■ **Task to carry out**
Print the records again, character for character.

■ **Items**
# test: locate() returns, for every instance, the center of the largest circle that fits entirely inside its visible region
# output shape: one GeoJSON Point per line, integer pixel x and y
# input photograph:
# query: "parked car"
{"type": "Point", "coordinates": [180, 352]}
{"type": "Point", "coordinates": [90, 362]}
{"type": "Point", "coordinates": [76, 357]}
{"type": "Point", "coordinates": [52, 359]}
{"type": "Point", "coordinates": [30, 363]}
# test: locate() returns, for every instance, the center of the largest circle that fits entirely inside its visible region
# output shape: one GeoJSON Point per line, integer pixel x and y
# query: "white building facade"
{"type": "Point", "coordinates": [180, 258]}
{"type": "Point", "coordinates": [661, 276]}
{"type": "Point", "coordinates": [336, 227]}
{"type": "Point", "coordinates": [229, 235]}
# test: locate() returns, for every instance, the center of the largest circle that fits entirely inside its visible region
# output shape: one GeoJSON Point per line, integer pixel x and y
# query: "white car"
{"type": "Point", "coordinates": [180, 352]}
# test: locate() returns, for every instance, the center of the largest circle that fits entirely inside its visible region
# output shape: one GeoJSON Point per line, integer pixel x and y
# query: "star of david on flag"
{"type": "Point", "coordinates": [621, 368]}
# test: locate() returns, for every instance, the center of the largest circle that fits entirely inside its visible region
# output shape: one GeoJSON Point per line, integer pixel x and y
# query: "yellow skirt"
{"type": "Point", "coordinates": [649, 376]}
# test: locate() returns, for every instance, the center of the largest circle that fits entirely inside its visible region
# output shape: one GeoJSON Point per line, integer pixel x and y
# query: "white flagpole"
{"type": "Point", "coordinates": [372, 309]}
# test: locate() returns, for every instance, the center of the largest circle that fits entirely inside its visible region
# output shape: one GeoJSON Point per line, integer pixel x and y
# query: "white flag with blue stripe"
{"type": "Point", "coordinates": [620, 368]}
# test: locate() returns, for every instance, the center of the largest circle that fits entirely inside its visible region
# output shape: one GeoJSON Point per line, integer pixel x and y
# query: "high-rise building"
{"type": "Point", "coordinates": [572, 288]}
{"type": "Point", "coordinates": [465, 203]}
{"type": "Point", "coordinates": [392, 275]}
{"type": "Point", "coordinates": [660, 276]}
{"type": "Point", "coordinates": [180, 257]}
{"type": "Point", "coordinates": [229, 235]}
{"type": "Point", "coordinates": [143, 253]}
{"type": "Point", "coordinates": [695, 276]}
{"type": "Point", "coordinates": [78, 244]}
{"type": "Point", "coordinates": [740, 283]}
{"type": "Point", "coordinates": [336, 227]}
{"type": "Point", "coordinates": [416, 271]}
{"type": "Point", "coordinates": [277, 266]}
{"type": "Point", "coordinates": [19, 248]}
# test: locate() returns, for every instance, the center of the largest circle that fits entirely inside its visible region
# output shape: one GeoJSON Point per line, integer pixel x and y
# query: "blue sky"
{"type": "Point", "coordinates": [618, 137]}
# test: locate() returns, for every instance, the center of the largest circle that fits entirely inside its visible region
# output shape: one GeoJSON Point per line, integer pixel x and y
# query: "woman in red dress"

■ **Solution**
# test: locate() returns, for every instance, the center of the largest circle that fits entirely inside its visible region
# output shape: one GeoJSON Point per line, integer pixel x and y
# input photograph:
# query: "parked car"
{"type": "Point", "coordinates": [180, 352]}
{"type": "Point", "coordinates": [90, 362]}
{"type": "Point", "coordinates": [76, 357]}
{"type": "Point", "coordinates": [52, 359]}
{"type": "Point", "coordinates": [30, 363]}
# test: locate() returns, for every instance, the center of the largest circle that fits entirely inside its visible region
# output shape: one GeoJSON Point per line, integer pixel x and y
# query: "white building facade"
{"type": "Point", "coordinates": [180, 258]}
{"type": "Point", "coordinates": [661, 276]}
{"type": "Point", "coordinates": [336, 227]}
{"type": "Point", "coordinates": [229, 235]}
# test: locate() returns, for every instance, the center of the largest circle that fits entirely inside its visible region
# output shape: one GeoJSON Point per line, integer pixel x and y
# query: "white car"
{"type": "Point", "coordinates": [180, 352]}
# test: locate() returns, for every instance, the center of the largest circle that fits entirely inside its visible region
# output shape: one GeoJSON Point per line, integer pixel x and y
# query: "star of david on flag"
{"type": "Point", "coordinates": [621, 368]}
# test: locate() returns, for every instance, the center of the largest circle that fits entirely inside its visible region
# output shape: one GeoJSON Point per line, integer pixel x and y
# query: "yellow skirt"
{"type": "Point", "coordinates": [649, 376]}
# test: locate() returns, for every instance, the center of the largest circle that fits entirely inside its visible region
# output shape: one GeoJSON Point per line, integer pixel x and y
# query: "white flagpole"
{"type": "Point", "coordinates": [372, 309]}
# test: locate() returns, for every instance, the center of the largest circle that fits entirely inside its visible region
# output shape: one GeoJSON Point per line, integer pixel x and y
# query: "white flag with blue stripe"
{"type": "Point", "coordinates": [620, 368]}
# test: locate() returns, for every instance, the center of the largest circle that fits entirely inside its visible region
# output shape: one GeoJSON Point per line, integer pixel x and y
# query: "high-rise building"
{"type": "Point", "coordinates": [572, 288]}
{"type": "Point", "coordinates": [465, 203]}
{"type": "Point", "coordinates": [392, 275]}
{"type": "Point", "coordinates": [660, 276]}
{"type": "Point", "coordinates": [180, 257]}
{"type": "Point", "coordinates": [229, 235]}
{"type": "Point", "coordinates": [143, 253]}
{"type": "Point", "coordinates": [695, 276]}
{"type": "Point", "coordinates": [78, 244]}
{"type": "Point", "coordinates": [740, 283]}
{"type": "Point", "coordinates": [336, 227]}
{"type": "Point", "coordinates": [416, 271]}
{"type": "Point", "coordinates": [277, 266]}
{"type": "Point", "coordinates": [19, 248]}
# test: locate() returns, for every instance, the center of the largest circle that fits entirely inside its visible region
# output shape: one GeoJSON Point per line, integer pixel x and y
# query: "blue sky"
{"type": "Point", "coordinates": [618, 137]}
# test: locate() returns, for every instance, the center of the largest circle that fits entirely inside its visible region
# output shape: one GeoJSON Point per line, integer pixel x and y
# query: "woman in red dress"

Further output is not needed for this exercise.